> **Problem details**
What you return should match the data exactly, from the first line to the last.

> **Dataset content**
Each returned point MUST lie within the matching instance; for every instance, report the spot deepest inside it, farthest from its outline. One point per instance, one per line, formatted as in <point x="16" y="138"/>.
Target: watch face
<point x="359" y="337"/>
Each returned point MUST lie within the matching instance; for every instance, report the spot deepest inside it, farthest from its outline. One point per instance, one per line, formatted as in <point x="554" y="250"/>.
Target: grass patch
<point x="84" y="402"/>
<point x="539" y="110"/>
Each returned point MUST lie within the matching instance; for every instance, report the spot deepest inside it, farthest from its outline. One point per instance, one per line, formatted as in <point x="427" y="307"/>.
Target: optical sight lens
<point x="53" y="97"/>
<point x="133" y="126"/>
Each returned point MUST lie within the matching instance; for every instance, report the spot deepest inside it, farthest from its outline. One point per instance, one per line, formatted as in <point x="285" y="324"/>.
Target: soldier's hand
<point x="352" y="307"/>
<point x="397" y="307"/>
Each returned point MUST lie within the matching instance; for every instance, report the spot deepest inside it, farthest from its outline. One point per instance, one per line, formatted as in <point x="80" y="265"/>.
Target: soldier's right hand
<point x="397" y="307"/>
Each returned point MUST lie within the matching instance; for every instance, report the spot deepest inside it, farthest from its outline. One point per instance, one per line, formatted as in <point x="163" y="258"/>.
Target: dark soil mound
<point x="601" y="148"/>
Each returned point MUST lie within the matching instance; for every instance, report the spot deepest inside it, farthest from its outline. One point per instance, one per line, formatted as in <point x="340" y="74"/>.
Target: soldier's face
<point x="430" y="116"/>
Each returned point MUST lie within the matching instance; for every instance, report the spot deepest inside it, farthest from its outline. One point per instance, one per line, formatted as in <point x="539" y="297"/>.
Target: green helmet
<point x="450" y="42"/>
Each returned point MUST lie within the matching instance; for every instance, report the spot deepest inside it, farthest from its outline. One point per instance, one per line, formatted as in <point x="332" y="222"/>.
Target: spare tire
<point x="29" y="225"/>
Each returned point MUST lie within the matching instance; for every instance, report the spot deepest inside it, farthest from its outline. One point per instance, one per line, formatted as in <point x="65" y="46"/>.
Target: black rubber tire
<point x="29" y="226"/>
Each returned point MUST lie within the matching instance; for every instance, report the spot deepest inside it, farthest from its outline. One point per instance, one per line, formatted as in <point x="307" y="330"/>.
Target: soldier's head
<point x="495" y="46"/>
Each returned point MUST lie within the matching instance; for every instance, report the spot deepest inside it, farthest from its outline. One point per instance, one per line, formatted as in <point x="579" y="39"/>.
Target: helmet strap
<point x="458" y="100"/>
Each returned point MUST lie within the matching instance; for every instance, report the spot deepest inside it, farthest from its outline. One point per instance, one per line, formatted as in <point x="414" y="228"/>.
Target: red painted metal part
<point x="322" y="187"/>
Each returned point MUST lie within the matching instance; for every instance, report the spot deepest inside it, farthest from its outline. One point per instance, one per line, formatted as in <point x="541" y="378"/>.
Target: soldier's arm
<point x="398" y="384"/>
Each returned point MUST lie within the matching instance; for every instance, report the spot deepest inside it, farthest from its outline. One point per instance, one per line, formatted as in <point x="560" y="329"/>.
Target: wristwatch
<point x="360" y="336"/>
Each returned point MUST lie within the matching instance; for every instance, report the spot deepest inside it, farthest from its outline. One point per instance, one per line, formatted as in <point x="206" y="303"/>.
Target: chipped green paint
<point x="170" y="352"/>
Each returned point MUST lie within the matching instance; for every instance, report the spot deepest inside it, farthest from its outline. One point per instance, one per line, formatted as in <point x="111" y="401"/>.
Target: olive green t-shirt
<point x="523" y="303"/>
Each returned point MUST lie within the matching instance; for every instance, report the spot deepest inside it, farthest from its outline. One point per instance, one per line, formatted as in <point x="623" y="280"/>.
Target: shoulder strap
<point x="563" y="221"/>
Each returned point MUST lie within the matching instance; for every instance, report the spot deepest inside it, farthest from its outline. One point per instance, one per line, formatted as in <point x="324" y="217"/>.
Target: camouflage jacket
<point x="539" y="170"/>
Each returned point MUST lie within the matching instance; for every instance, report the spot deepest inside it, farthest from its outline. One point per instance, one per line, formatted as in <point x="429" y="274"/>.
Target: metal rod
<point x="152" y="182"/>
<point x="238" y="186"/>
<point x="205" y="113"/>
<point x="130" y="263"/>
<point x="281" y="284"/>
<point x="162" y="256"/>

> **Solution to this problem**
Each returned point MUST lie within the matching instance; for every instance, report the spot deepest inside it, farthest from its outline. One point per instance, one per line, formatted as in <point x="16" y="138"/>.
Target: watch face
<point x="359" y="337"/>
Each returned point MUST lie within the matching instance; for every instance, report the spot deepest inside it, farthest from its outline. One point per instance, one per line, formatted as in <point x="554" y="250"/>.
Target: grass patch
<point x="84" y="402"/>
<point x="539" y="110"/>
Each returned point MUST lie within the matching instance; for every instance, report the spot deepest inside it, farthest from its outline. One point per instance, one per line, formatted as in <point x="427" y="307"/>.
Target: optical sight lens
<point x="53" y="97"/>
<point x="133" y="126"/>
Each returned point MUST lie within the matching instance; for every instance, report the spot deepest inside it, farthest from its outline. One point per instance, one per line, formatted as in <point x="285" y="324"/>.
Target: soldier's hand
<point x="352" y="307"/>
<point x="397" y="307"/>
Each returned point MUST lie within the matching instance; for every instance, report the spot deepest inside it, farthest from its outline. One point per instance, one per line, formatted as in <point x="80" y="265"/>.
Target: soldier's right hand
<point x="397" y="307"/>
Each returned point MUST lie within the matching instance; for every instance, report the spot deepest inside it, farthest from its outline. One point per instance, one per line, formatted as in <point x="163" y="258"/>.
Target: dark soil mound
<point x="601" y="148"/>
Each returned point MUST lie within the matching instance; for every instance, report the spot deepest inside it, farthest from its outline. One point per instance, one per line, formatted as in <point x="340" y="74"/>.
Target: soldier's face
<point x="430" y="116"/>
Each returned point MUST lie within the matching instance; for every instance, report the spot deepest inside it, farthest from its outline. One point per instance, one per line, formatted as in <point x="539" y="297"/>.
Target: green helmet
<point x="450" y="42"/>
Each returned point MUST lie within the matching instance; for every instance, report the spot deepest inside it, farthest from its outline. One point per instance, one per line, formatted as in <point x="332" y="222"/>.
Target: spare tire
<point x="29" y="225"/>
Each returned point MUST lie within the matching instance; for every instance, report the spot deepest inside it, farthest from its outline. One point per instance, one per line, formatted as in <point x="65" y="46"/>.
Target: black rubber tire
<point x="29" y="226"/>
Each returned point MUST lie within the matching instance; for every instance, report the spot deepest inside it, farthest from its outline. One point per instance, one per line, formatted as in <point x="307" y="330"/>.
Target: soldier's head
<point x="495" y="46"/>
Each returned point MUST lie within the matching instance; for every instance, report the spot deepest inside it, farthest from its outline. One point per instance, one per line, formatted as in <point x="579" y="39"/>.
Target: helmet strap
<point x="458" y="100"/>
Each returned point MUST lie within the matching instance; for every instance, report the spot deepest inside it, farthest from its outline. One point per instance, one per line, formatted as in <point x="414" y="228"/>.
Target: red painted metal part
<point x="322" y="187"/>
Each returned point MUST lie within the matching instance; for every instance, report the spot deepest inside it, farthest from its outline. One point per instance, one per line, formatted as in <point x="541" y="378"/>.
Target: soldier's arm
<point x="398" y="384"/>
Each returned point MUST lie within the matching instance; for every instance, report the spot deepest inside it, farthest from its outline. One point per instance, one per line, formatted as in <point x="560" y="329"/>.
Target: wristwatch
<point x="360" y="336"/>
Each returned point MUST lie within the matching instance; for every instance, report the spot deepest inside it, farthest from its outline. One point per instance, one per line, formatted as in <point x="206" y="303"/>.
Target: chipped green paint
<point x="170" y="352"/>
Each returned point MUST lie within the matching instance; for every instance, report the spot deepest inside it, farthest from its outline. One point per instance, one per line, formatted as in <point x="111" y="401"/>.
Target: olive green t-shirt
<point x="523" y="303"/>
Each returned point MUST lie within the matching instance; for every instance, report the spot deepest inside it, farthest from its outline. One point per instance, one per line, formatted as in <point x="623" y="280"/>.
Target: shoulder strap
<point x="563" y="221"/>
Each returned point MUST lie within the matching instance; for every instance, report the spot deepest inside it, farthest from its outline. One point per instance, one per line, formatted as in <point x="324" y="217"/>.
Target: camouflage jacket
<point x="539" y="170"/>
Each returned point MUST lie within the matching instance; for every instance, report the spot deepest inside it, farthest from its outline. One point per instance, one per line, formatted as in <point x="429" y="274"/>.
Target: metal rod
<point x="152" y="182"/>
<point x="238" y="186"/>
<point x="205" y="113"/>
<point x="130" y="263"/>
<point x="281" y="284"/>
<point x="162" y="256"/>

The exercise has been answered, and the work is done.